> _EXERCISE INSTRUCTIONS_
Would you transcribe the line containing "In this exercise you will identify every instance of the dead" and every line after it, through the end of the records below, exactly and with nothing else?

> _EXTRACTED RECORDS_
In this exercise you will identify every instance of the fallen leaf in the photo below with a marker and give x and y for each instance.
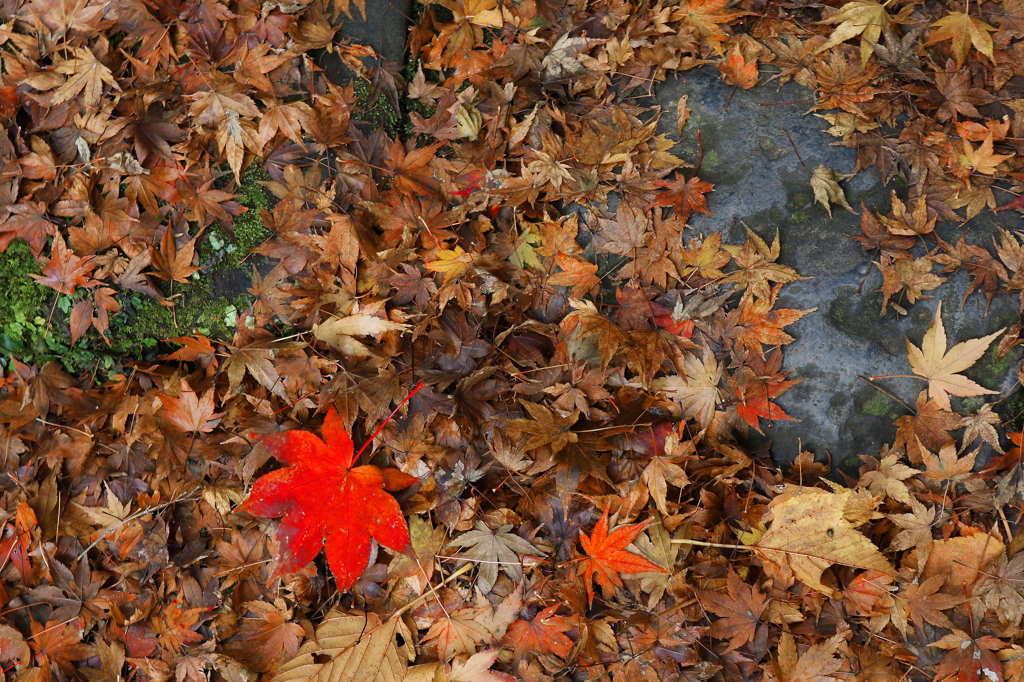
(940, 368)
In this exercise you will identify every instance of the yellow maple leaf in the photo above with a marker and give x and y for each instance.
(860, 17)
(809, 533)
(452, 262)
(940, 368)
(964, 31)
(87, 75)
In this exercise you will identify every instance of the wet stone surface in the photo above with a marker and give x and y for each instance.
(760, 181)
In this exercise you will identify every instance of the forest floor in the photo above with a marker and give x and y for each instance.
(616, 340)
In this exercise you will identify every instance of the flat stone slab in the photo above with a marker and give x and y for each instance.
(751, 140)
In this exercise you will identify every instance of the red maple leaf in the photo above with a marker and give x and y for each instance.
(686, 196)
(543, 634)
(606, 555)
(327, 502)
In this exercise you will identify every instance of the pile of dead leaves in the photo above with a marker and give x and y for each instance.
(564, 495)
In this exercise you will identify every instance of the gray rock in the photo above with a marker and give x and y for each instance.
(761, 181)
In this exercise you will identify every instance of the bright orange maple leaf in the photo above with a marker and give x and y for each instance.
(686, 196)
(606, 555)
(327, 502)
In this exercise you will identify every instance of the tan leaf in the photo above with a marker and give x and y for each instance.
(940, 368)
(824, 182)
(809, 534)
(357, 647)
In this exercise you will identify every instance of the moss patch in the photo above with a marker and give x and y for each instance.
(215, 297)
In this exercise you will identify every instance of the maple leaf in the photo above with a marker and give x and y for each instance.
(969, 659)
(547, 428)
(736, 71)
(545, 633)
(922, 602)
(412, 173)
(354, 647)
(860, 17)
(707, 258)
(28, 221)
(940, 368)
(809, 533)
(964, 31)
(760, 324)
(946, 466)
(495, 549)
(170, 262)
(579, 274)
(888, 479)
(176, 625)
(329, 503)
(266, 638)
(65, 271)
(739, 610)
(606, 555)
(824, 182)
(982, 160)
(189, 413)
(87, 75)
(876, 237)
(916, 530)
(706, 16)
(817, 664)
(458, 633)
(757, 266)
(686, 196)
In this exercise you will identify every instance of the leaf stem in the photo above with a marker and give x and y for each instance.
(388, 419)
(424, 597)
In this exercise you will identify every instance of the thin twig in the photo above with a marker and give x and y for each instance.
(424, 597)
(143, 512)
(797, 152)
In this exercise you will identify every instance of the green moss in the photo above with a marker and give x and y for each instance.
(879, 408)
(214, 298)
(380, 113)
(990, 371)
(25, 306)
(801, 216)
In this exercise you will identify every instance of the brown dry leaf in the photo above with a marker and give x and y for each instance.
(963, 560)
(817, 664)
(912, 274)
(697, 391)
(888, 479)
(339, 332)
(809, 534)
(824, 182)
(860, 17)
(354, 647)
(941, 368)
(964, 31)
(916, 530)
(87, 76)
(1001, 589)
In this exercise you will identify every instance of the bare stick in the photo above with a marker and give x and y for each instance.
(143, 512)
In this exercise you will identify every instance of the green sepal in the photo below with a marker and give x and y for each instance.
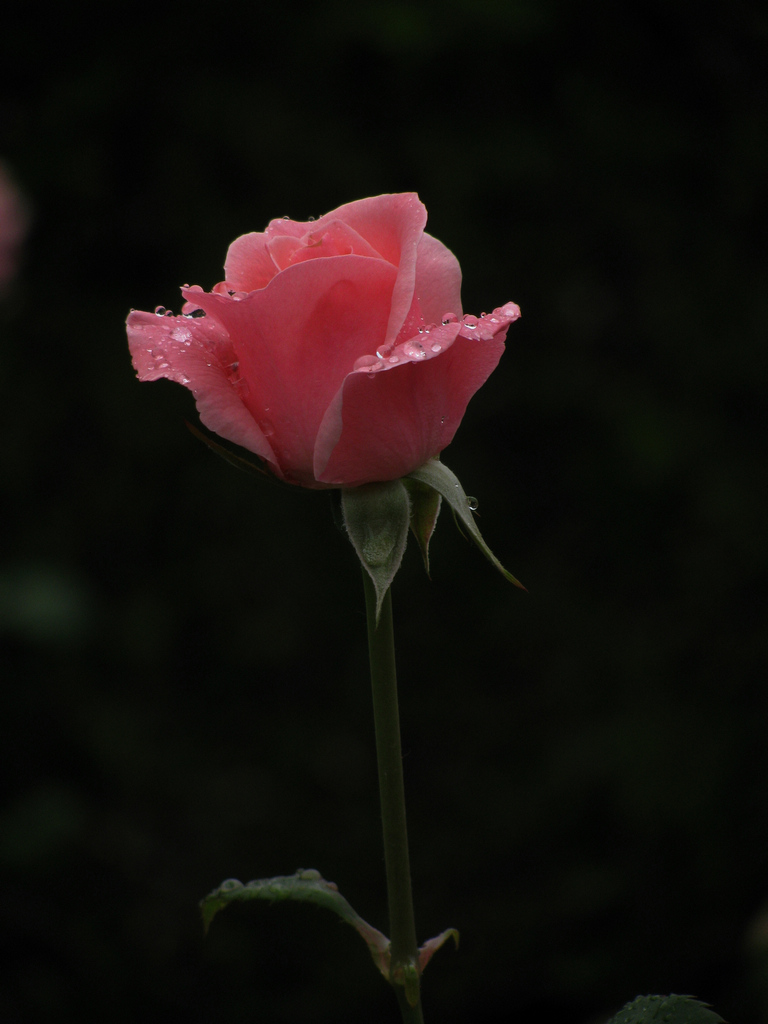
(231, 457)
(666, 1010)
(306, 886)
(377, 518)
(431, 946)
(436, 475)
(425, 507)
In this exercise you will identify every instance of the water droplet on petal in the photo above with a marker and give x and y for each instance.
(414, 350)
(366, 363)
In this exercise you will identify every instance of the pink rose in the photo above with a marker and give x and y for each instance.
(335, 349)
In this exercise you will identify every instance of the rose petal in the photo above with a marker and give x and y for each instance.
(383, 425)
(198, 353)
(438, 280)
(393, 225)
(297, 338)
(249, 264)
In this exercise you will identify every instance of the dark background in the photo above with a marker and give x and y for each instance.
(185, 692)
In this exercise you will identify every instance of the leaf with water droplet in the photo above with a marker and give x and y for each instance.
(671, 1009)
(436, 475)
(305, 886)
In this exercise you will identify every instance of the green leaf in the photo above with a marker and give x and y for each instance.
(666, 1010)
(439, 477)
(305, 886)
(377, 518)
(425, 507)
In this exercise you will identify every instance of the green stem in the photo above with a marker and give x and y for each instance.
(404, 954)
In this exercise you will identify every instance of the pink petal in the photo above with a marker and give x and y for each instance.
(438, 280)
(387, 422)
(297, 339)
(198, 353)
(249, 264)
(392, 224)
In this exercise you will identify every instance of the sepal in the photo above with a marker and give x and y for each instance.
(425, 507)
(377, 518)
(437, 476)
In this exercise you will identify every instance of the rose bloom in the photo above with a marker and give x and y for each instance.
(335, 349)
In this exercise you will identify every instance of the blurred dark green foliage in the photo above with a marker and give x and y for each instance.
(183, 649)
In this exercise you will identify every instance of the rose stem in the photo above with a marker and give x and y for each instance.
(389, 756)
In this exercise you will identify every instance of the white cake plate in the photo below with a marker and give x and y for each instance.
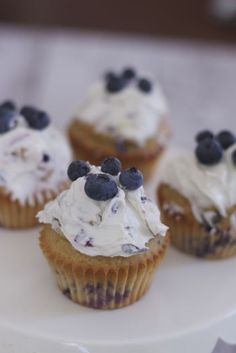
(190, 304)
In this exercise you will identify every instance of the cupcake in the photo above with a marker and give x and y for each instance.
(103, 236)
(32, 159)
(197, 196)
(124, 116)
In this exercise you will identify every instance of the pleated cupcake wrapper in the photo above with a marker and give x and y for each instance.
(104, 288)
(14, 215)
(191, 238)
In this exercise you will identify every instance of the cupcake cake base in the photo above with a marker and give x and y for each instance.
(100, 282)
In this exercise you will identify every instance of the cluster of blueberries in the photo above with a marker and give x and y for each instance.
(117, 82)
(101, 186)
(210, 148)
(35, 118)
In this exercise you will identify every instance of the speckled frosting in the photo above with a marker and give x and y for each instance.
(205, 186)
(121, 226)
(129, 114)
(32, 161)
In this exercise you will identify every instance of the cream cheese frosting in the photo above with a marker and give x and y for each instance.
(32, 161)
(121, 226)
(204, 186)
(129, 114)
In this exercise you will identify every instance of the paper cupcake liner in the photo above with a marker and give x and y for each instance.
(100, 282)
(145, 159)
(194, 238)
(17, 216)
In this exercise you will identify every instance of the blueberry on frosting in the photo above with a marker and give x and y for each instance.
(226, 139)
(205, 134)
(145, 85)
(131, 179)
(78, 169)
(128, 73)
(35, 118)
(8, 104)
(209, 151)
(7, 120)
(100, 187)
(111, 166)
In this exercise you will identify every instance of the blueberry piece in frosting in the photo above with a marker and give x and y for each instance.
(100, 187)
(205, 134)
(78, 169)
(131, 179)
(7, 120)
(111, 166)
(8, 104)
(209, 152)
(145, 85)
(36, 119)
(226, 139)
(129, 73)
(115, 84)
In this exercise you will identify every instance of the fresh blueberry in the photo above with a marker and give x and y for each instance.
(234, 157)
(202, 135)
(10, 105)
(128, 73)
(131, 179)
(145, 85)
(209, 151)
(7, 120)
(226, 139)
(46, 158)
(110, 76)
(78, 169)
(115, 84)
(100, 187)
(35, 118)
(111, 166)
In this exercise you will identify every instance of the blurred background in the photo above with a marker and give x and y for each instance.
(51, 50)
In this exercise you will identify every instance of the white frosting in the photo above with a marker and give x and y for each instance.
(23, 173)
(129, 114)
(121, 226)
(204, 186)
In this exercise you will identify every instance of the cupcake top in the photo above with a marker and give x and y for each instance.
(206, 177)
(126, 106)
(32, 153)
(105, 211)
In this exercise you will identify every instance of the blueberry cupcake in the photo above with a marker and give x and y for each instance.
(123, 115)
(103, 236)
(197, 196)
(32, 159)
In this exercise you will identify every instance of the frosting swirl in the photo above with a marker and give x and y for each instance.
(31, 161)
(129, 114)
(120, 226)
(204, 186)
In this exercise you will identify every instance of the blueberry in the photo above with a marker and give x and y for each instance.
(100, 187)
(202, 135)
(145, 85)
(35, 118)
(78, 169)
(111, 166)
(226, 139)
(128, 73)
(115, 84)
(110, 76)
(131, 179)
(46, 158)
(10, 105)
(7, 120)
(209, 151)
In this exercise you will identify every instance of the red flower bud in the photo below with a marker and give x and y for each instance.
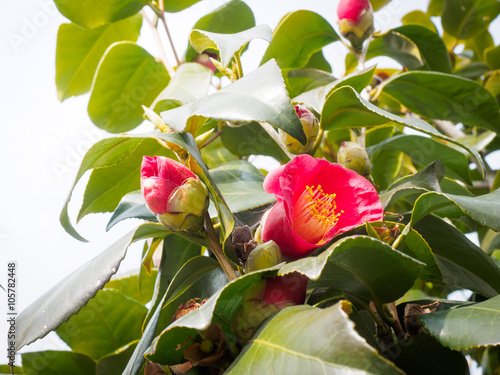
(316, 200)
(173, 193)
(355, 21)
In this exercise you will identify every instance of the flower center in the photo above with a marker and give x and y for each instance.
(314, 214)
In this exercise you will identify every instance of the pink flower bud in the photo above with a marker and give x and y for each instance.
(355, 21)
(310, 125)
(173, 193)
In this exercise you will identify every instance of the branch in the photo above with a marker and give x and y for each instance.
(163, 57)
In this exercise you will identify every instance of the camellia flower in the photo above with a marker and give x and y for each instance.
(173, 193)
(316, 200)
(310, 125)
(355, 21)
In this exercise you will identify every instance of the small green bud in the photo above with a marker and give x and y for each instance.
(353, 156)
(263, 256)
(310, 125)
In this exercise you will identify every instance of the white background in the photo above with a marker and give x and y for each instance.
(43, 140)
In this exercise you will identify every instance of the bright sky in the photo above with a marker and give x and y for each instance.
(44, 140)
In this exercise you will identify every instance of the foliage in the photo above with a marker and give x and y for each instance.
(377, 294)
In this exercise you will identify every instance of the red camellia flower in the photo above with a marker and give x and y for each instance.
(173, 193)
(316, 200)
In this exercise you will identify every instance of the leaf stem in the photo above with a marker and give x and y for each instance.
(217, 249)
(163, 57)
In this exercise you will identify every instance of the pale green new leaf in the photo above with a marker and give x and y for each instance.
(79, 51)
(310, 340)
(227, 44)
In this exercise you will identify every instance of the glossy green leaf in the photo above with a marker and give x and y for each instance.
(309, 340)
(344, 108)
(241, 186)
(190, 83)
(484, 209)
(127, 78)
(115, 363)
(465, 18)
(417, 17)
(230, 18)
(427, 179)
(108, 321)
(133, 287)
(132, 205)
(93, 13)
(220, 308)
(362, 266)
(390, 44)
(259, 96)
(50, 362)
(462, 263)
(422, 354)
(423, 151)
(466, 327)
(453, 98)
(227, 44)
(251, 139)
(107, 185)
(306, 79)
(431, 47)
(67, 297)
(299, 35)
(79, 51)
(316, 97)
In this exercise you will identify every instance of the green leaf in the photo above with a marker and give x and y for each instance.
(302, 80)
(220, 308)
(453, 98)
(423, 151)
(108, 321)
(344, 108)
(241, 186)
(127, 78)
(465, 18)
(115, 363)
(251, 139)
(417, 17)
(93, 13)
(299, 35)
(484, 209)
(362, 266)
(190, 83)
(79, 51)
(427, 179)
(50, 362)
(422, 354)
(232, 17)
(431, 47)
(390, 44)
(462, 263)
(259, 96)
(227, 44)
(67, 297)
(309, 340)
(316, 97)
(466, 327)
(132, 205)
(134, 287)
(107, 185)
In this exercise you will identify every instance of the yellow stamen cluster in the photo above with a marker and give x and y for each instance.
(314, 214)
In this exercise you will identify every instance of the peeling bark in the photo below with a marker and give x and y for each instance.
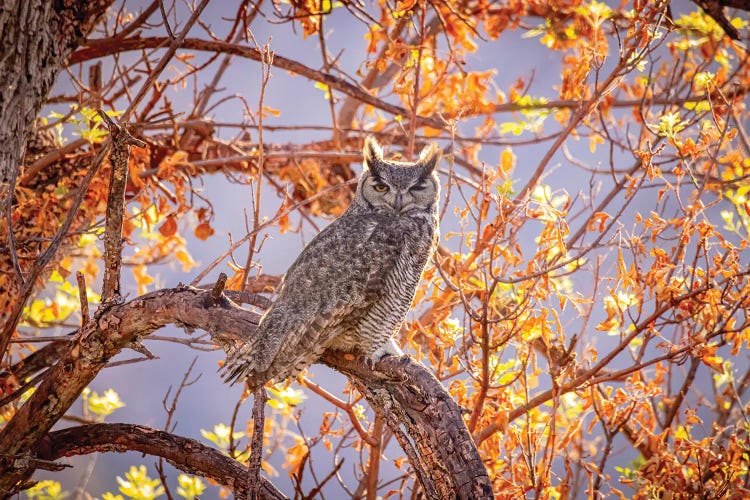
(42, 53)
(436, 439)
(188, 455)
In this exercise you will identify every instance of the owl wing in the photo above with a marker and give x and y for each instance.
(339, 274)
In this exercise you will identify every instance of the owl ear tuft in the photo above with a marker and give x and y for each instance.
(372, 152)
(430, 156)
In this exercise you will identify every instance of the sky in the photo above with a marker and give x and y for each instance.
(142, 386)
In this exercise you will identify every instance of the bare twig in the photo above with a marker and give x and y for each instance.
(83, 297)
(256, 446)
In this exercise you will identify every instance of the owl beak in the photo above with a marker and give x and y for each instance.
(398, 204)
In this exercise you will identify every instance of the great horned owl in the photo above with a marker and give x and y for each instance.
(352, 285)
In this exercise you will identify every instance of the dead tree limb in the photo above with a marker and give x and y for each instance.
(186, 454)
(406, 390)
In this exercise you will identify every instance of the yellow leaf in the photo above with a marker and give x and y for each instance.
(203, 231)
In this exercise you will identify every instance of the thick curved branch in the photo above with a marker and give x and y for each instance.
(186, 454)
(438, 443)
(109, 46)
(415, 399)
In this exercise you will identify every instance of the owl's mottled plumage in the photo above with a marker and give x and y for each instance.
(352, 285)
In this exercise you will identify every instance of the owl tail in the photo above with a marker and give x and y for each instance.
(241, 366)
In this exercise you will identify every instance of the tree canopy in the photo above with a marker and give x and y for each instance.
(582, 330)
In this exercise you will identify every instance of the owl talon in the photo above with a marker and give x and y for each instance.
(390, 348)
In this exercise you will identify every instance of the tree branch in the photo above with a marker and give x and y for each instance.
(109, 46)
(405, 391)
(186, 454)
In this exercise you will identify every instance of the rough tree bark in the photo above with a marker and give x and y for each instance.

> _EXERCISE RESULT_
In this exercise you will identify every instance of the dead tree limb in the photo above with a marker and give x and y for each instance.
(186, 454)
(406, 390)
In this exercise you will identify every instance of the yellow leaf in the photo above with a marker and give x and y for each instance.
(203, 231)
In this exercise you will identify every instance of the thick curved branch in the photo above with a marker and give x and y for each instance.
(186, 454)
(438, 443)
(109, 46)
(415, 399)
In this exercise you will identify every instance of the owl's mottled plumage in the photo above with a marker and give x and y for each instance.
(352, 285)
In this exercise you will identify every instance of the owl tail in the photo above with a marker and give x and y for each instance.
(241, 366)
In this exercise you will identify every instance of the tree canopy in the photo above with a marker and give x and y for each instance.
(582, 330)
In this exercise you will identify every instance of the owl talon in the photo above with a marker and give x and y for each instance.
(390, 348)
In this exercise you will identify every instance of the tree branch in the photo above with a marker and give x and y for each instance.
(109, 46)
(405, 391)
(186, 454)
In this exercise you will identify every instance of the rough tree bark in the photo above with a marker and give x and y for each instance.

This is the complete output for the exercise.